### [Extracto del documento]
____________

A menudo se enfoca esta crítica de tal manera que parece un dardo orientado al despacho donde se decide la composición sectorial de nuestra economía. El problema es que este despacho no existe. En Catalunya, al igual que en España y en Europa, la fortaleza o debilidad industrial, turística o del sector primario no son fruto de una política de asignación de cuotas, sino una consecuencia de la competitividad de cada uno de los sectores. La competitividad del turismo se define por vectores como la calidad paisajística, el buen clima o la facilidad de acceso –factores intrínsecos de Catalunya que no han requerido mucho esfuerzo político o social para posibilitarlos. La Costa Brava tiene el agradable clima que tiene por un azar del destino, y sus preciosos paisajes lo son por la misma razón. En menor medida, el sector primario depende de la disponibilidad abundante de suelo fértil, agua y una climatología compatible, si bien en este ámbito comienzan a pesar otros elementos más proactivos como la regulación fitosanitaria, la carga burocrática o la eficiencia logística.

____________

### [Qué se pide]
Reescribe como una lista breve el párrafo del extracto que comienza por «A menudo se enfoca esta crítica», sin perder sus datos principales.

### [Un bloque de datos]

____________

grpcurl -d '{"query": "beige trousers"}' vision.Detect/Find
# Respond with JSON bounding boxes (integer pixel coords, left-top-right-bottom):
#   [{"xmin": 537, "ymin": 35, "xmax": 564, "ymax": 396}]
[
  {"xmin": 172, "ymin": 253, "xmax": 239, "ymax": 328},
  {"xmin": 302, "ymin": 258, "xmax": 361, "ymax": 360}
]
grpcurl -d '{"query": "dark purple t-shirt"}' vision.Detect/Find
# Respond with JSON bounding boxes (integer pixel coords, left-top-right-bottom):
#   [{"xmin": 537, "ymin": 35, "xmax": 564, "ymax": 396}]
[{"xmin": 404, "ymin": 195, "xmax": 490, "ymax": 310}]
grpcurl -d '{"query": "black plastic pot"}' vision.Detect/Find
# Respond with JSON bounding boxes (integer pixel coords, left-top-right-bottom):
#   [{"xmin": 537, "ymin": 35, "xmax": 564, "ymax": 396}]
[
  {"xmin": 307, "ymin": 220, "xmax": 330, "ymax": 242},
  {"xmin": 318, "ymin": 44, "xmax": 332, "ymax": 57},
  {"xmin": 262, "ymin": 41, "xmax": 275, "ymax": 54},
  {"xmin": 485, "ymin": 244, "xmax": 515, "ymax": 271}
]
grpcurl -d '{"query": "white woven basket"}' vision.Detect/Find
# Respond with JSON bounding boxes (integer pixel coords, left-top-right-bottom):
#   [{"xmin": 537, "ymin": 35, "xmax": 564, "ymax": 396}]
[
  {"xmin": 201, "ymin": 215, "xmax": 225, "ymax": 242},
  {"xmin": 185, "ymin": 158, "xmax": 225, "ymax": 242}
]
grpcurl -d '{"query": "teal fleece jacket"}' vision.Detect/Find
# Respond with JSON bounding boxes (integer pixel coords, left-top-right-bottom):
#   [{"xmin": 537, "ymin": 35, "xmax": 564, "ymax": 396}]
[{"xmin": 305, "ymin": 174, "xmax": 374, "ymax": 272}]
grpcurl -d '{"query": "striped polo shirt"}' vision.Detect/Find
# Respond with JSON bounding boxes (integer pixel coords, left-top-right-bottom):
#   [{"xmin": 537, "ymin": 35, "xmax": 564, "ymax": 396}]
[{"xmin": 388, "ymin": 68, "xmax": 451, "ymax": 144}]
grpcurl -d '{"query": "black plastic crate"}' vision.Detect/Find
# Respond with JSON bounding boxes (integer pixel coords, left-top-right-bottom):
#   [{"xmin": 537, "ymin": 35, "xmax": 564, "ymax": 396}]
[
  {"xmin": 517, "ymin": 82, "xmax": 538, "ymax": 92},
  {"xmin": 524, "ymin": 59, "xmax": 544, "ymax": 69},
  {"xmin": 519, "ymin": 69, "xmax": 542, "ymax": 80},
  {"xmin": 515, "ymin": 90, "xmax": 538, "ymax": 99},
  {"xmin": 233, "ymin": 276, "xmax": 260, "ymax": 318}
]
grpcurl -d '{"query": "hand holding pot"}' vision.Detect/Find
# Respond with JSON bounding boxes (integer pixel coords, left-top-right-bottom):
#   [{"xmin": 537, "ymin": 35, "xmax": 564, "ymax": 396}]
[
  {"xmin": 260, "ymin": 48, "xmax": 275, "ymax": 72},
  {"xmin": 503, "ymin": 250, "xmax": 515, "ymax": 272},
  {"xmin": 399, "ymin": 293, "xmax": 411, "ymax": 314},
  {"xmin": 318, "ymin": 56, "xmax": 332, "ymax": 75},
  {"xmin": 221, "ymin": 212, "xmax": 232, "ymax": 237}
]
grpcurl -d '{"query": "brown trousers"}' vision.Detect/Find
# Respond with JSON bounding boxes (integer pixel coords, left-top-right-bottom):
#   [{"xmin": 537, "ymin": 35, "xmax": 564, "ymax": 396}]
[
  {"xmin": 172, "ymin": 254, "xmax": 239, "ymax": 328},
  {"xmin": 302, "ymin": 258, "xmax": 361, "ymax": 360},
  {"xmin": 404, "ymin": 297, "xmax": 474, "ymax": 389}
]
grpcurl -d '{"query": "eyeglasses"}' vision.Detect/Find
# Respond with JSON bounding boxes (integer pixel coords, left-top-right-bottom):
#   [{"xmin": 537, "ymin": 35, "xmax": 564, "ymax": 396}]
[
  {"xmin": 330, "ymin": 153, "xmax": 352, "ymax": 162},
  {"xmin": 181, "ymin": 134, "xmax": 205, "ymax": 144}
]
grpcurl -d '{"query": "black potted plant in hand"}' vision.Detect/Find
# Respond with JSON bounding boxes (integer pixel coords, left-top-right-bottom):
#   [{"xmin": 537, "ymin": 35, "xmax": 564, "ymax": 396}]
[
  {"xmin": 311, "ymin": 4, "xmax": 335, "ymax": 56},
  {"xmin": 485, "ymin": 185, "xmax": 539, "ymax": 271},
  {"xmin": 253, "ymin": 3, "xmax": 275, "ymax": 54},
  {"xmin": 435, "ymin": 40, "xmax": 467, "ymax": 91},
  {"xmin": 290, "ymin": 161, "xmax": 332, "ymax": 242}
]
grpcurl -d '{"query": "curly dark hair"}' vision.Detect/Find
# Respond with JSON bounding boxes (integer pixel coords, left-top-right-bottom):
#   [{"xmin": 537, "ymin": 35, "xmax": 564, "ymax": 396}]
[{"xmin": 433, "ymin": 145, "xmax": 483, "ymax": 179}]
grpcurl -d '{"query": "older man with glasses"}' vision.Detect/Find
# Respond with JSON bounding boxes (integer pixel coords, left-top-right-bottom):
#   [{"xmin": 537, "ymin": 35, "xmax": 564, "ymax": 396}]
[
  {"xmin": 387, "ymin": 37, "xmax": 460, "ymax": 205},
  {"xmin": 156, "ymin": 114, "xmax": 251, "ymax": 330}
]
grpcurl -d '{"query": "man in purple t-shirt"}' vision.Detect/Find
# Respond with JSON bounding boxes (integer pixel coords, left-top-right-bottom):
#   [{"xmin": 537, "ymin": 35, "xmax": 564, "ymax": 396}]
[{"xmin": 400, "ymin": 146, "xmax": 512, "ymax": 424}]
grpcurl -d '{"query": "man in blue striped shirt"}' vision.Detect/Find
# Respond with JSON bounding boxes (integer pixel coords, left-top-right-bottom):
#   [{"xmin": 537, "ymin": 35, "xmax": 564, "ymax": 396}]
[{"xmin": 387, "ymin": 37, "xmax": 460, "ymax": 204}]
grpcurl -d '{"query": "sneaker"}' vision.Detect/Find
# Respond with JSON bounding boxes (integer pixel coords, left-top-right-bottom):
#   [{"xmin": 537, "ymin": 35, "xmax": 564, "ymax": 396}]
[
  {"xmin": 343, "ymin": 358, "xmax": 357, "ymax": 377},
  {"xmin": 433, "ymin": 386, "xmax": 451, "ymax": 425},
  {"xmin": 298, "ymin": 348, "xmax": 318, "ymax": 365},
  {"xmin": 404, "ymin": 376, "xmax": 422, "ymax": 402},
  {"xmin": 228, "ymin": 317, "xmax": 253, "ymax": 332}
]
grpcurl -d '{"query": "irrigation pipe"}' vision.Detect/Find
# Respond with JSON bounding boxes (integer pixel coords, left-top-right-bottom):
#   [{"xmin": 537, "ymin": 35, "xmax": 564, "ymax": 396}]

____________

### [Respuesta escrita]
- La crítica suele dirigirse a un supuesto despacho que decide la composición sectorial de la economía, pero ese despacho no existe.
- En Catalunya, como en España y Europa, el peso de la industria, el turismo o el sector primario depende de la competitividad de cada sector, no de una asignación de cuotas.
- La competitividad del turismo se basa en la calidad paisajística, el buen clima y la facilidad de acceso, factores propios de Catalunya que han exigido poco esfuerzo político o social.
- El clima y los paisajes de la Costa Brava se deben al azar.
- El sector primario depende, en menor medida, de suelo fértil abundante, agua y un clima adecuado.
- En el sector primario empiezan a pesar también la regulación fitosanitaria, la carga burocrática y la eficiencia logística.